Awful woman, unethical official, political thug. See? Gays in power are just like anyone else!

__________________________

Sources: Huffington Post, Alabama.com

 

342 thoughts on “Ethics Dunce: Alabama State Rep. Patricia Todd (D)

  1. She is unfit to serve because she exposed herself as a person willing to lie and extort others to achieve an end. I thought extortion was a crime not just unethical conduct.

  2. And you wonder why I oppose gay marriage?

    Because those who support it have acted like thugs or encouraged people to act like thugs. From Andrew Sullivan saying that gays should view Mormons as the enemy, to Perez Hilton’s bullying of Carrie Prejean, to Dan Savage and his antics (remember his cyber-bullying of Rick Santorum?), to Floyd Corkins (as an aside, Corkins ADMITTED in court that the SPLC’s “hate groups” map provided him information he used in the shooting), to the treatment of Dr. Angela McCaskill, to what has happened to multiple other people who merely ask to not have to participate or express support for a same-sex wedding, to efforts to get TLC to yank “My Husband’s Not Gay”… the pattern is not only clear, it is undeniable:

    They have decided that the ends (so-called “marriage equality”) justify pursuing any means necessary to attain them.

    The sad fact is, those who oppose such conduct in the LGBT community are either unable or unwilling to stand up against such bullying. We may well see the Supreme Court impose gay marriage across the country, but the scorched-earth tactics will have a price that the LGBT community may end up paying.

    Between the bullying, the state coercing expression on behalf of the LGBT community (let’s be honest, that is what the New Mexico Supreme Court did in the Elane Photography case, and is trying to do in other cases)… let’s just say that when the pendulum swings, the LGBT community will wish it had been much more tolerant of those who disagreed with their political agenda.

• **Stated exercise**
Print word for word the part of the Patricia Todd post above that begins at "The sad fact" and stops after "their political agenda.".

• **Items**
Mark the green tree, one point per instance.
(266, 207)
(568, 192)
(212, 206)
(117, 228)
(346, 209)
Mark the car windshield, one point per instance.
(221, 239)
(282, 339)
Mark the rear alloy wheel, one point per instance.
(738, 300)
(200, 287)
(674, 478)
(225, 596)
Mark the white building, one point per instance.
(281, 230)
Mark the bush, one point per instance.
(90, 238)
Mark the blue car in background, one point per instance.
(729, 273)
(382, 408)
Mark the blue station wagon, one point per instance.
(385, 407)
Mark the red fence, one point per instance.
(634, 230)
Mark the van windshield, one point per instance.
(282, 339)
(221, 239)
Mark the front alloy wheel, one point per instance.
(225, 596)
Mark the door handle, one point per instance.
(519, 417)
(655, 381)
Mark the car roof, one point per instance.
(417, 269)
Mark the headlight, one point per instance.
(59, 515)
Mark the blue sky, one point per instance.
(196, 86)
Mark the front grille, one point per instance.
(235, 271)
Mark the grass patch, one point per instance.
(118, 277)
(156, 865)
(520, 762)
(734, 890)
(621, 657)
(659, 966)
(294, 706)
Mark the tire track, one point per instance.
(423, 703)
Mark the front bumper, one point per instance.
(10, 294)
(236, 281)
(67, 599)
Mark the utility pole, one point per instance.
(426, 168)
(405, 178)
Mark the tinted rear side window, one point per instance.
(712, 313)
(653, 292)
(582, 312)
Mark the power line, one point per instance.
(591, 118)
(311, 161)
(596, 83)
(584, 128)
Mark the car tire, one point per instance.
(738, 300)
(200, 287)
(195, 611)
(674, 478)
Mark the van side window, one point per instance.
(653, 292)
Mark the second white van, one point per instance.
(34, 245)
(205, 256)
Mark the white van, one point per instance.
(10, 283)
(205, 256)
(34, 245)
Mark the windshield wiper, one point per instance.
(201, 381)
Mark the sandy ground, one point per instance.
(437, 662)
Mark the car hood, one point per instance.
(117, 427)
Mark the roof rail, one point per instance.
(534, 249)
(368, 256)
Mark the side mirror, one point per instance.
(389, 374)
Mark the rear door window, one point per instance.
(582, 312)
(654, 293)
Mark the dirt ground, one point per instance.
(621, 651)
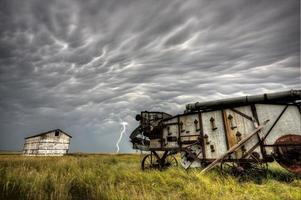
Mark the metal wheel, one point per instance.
(170, 161)
(150, 161)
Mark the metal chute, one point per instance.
(278, 97)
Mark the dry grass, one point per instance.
(119, 177)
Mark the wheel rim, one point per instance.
(149, 162)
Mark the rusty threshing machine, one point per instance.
(240, 133)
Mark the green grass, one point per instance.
(119, 177)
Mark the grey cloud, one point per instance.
(83, 66)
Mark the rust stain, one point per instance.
(230, 133)
(288, 152)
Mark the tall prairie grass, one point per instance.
(120, 177)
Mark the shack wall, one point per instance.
(48, 145)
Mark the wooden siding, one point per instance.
(47, 144)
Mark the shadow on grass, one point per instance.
(259, 176)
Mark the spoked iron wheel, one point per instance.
(170, 161)
(150, 161)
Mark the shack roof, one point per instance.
(40, 134)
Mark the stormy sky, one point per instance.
(86, 66)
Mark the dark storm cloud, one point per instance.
(83, 66)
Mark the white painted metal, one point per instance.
(48, 144)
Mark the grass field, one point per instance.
(119, 177)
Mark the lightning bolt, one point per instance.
(123, 131)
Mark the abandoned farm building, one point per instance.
(51, 143)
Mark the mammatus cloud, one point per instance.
(82, 65)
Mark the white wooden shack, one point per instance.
(51, 143)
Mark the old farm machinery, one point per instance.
(240, 132)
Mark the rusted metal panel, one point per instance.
(238, 126)
(170, 133)
(289, 123)
(287, 151)
(214, 135)
(189, 127)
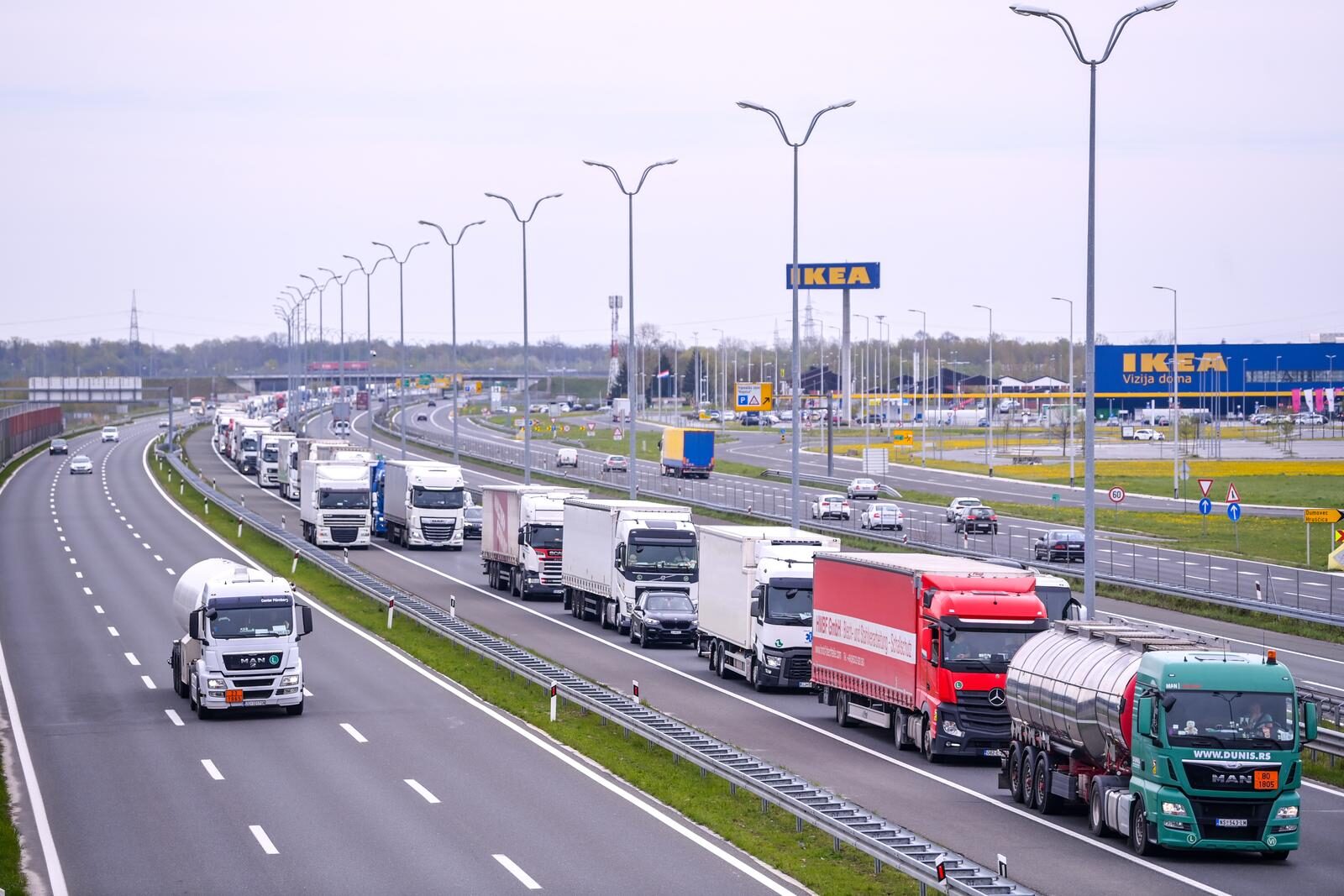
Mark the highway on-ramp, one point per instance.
(394, 779)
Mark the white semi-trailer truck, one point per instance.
(617, 550)
(333, 503)
(756, 604)
(423, 504)
(241, 644)
(523, 537)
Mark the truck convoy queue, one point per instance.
(1160, 739)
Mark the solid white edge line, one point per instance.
(511, 867)
(418, 788)
(266, 846)
(622, 790)
(57, 878)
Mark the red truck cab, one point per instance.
(921, 644)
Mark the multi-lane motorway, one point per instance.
(1131, 558)
(393, 781)
(954, 805)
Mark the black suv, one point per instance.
(1061, 544)
(664, 617)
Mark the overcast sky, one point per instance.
(206, 155)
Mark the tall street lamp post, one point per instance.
(797, 354)
(528, 401)
(452, 291)
(1073, 411)
(369, 329)
(1090, 328)
(629, 363)
(401, 309)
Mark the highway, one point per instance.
(394, 779)
(799, 734)
(1132, 558)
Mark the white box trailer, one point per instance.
(616, 550)
(756, 604)
(423, 504)
(241, 645)
(333, 503)
(523, 537)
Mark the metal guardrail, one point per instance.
(907, 539)
(844, 821)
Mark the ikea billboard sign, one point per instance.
(846, 275)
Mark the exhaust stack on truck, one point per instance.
(1166, 741)
(756, 602)
(241, 649)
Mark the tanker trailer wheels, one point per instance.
(1015, 774)
(1095, 815)
(1046, 801)
(1139, 839)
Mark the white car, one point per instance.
(831, 506)
(882, 516)
(960, 506)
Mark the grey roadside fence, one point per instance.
(933, 867)
(1173, 573)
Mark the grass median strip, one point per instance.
(806, 856)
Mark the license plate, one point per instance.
(1267, 779)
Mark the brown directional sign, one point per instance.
(1321, 515)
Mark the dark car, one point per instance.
(664, 617)
(978, 520)
(1061, 544)
(472, 523)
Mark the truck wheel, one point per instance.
(1139, 840)
(843, 710)
(1095, 815)
(1015, 774)
(1046, 801)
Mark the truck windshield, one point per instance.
(437, 499)
(549, 537)
(253, 622)
(981, 649)
(1230, 719)
(339, 500)
(790, 602)
(663, 557)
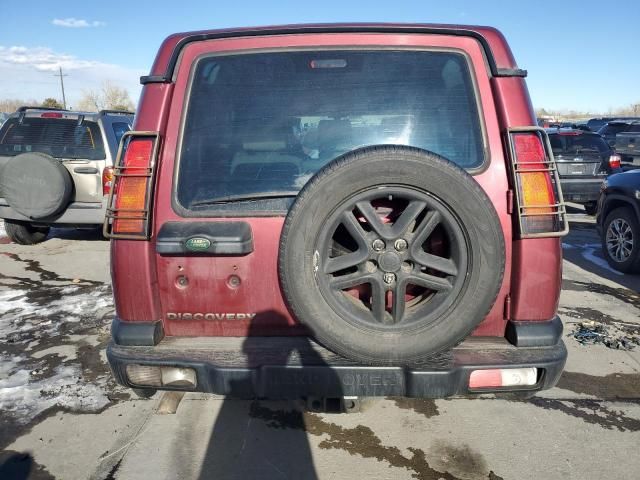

• **Solution**
The sad fact is, those who oppose such conduct in the LGBT community are either unable or unwilling to stand up against such bullying. We may well see the Supreme Court impose gay marriage across the country, but the scorched-earth tactics will have a price that the LGBT community may end up paying.

    Between the bullying, the state coercing expression on behalf of the LGBT community (let’s be honest, that is what the New Mexico Supreme Court did in the Elane Photography case, and is trying to do in other cases)… let’s just say that when the pendulum swings, the LGBT community will wish it had been much more tolerant of those who disagreed with their political agenda.